------ TASK INPUT ------

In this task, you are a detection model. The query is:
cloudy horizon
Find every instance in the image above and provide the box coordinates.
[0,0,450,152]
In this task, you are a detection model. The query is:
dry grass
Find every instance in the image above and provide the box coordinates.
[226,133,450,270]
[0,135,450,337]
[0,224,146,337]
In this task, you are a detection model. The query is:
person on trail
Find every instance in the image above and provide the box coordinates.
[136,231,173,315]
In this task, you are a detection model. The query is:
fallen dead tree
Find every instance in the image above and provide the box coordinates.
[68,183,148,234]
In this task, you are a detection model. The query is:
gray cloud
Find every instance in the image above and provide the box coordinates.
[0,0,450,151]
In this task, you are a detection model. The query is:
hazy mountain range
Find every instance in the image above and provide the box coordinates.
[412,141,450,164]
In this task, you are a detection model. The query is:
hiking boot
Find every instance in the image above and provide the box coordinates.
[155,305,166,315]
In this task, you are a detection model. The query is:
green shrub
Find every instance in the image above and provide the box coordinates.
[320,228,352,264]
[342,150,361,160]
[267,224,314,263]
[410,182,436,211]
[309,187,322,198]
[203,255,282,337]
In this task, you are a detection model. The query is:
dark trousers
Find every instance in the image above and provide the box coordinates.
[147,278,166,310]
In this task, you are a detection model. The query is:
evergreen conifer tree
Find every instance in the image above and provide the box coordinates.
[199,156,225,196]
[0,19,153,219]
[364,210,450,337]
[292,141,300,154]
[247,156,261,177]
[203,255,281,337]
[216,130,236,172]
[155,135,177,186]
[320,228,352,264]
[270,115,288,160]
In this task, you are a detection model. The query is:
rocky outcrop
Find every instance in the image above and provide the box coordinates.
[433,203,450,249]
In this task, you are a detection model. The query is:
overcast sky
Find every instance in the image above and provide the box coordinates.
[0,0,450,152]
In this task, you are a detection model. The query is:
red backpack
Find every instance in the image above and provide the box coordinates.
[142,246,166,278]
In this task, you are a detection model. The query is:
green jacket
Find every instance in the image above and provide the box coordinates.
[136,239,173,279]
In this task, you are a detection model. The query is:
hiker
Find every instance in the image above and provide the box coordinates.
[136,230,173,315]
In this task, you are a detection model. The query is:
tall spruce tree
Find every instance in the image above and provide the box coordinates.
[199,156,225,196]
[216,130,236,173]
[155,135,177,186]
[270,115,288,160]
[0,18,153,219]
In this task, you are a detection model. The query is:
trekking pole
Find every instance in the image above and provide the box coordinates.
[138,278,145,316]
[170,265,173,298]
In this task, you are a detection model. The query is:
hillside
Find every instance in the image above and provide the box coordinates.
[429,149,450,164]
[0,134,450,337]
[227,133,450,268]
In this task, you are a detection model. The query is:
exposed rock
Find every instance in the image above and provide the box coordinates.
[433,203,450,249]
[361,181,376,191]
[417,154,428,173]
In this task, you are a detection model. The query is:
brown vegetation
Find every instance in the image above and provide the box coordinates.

------

• **THE REQUEST**:
Which lines in the records above contain the word "tree"? Show each of them in full.

• **ANSWER TO THIS TASK**:
fallen dead tree
evergreen conifer tree
tall spruce tree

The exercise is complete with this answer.